■ AUFGABENSTELLUNG
Listen Sie alle Zeilen im folgenden Datenteil auf, in denen das Wort „fingers“ vorkommt. Achten Sie dabei auf Groß- und Kleinschreibung.

■ DATENTEIL
▬▬▬▬▬▬

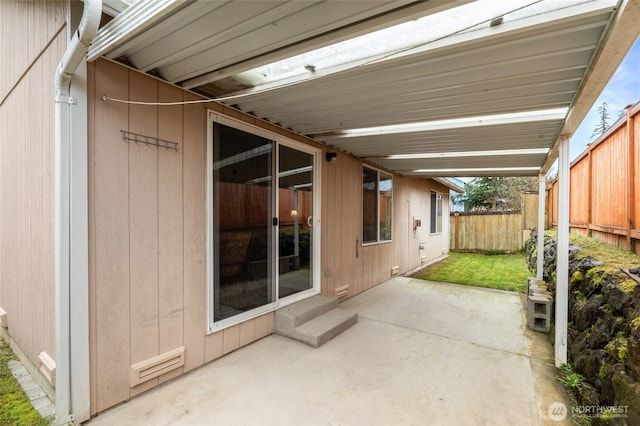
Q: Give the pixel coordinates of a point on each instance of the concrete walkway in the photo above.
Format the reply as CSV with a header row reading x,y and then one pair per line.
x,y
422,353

▬▬▬▬▬▬

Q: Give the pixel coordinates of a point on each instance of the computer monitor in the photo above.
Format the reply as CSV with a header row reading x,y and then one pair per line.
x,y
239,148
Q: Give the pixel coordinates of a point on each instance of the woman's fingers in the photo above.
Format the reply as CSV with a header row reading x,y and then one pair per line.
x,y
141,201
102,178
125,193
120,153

▬▬▬▬▬▬

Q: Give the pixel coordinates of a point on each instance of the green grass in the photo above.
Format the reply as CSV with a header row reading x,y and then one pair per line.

▬▬▬▬▬▬

■ ANTWORT
Q: Give the pixel coordinates of a point on each instance of the woman's fingers in the photo above.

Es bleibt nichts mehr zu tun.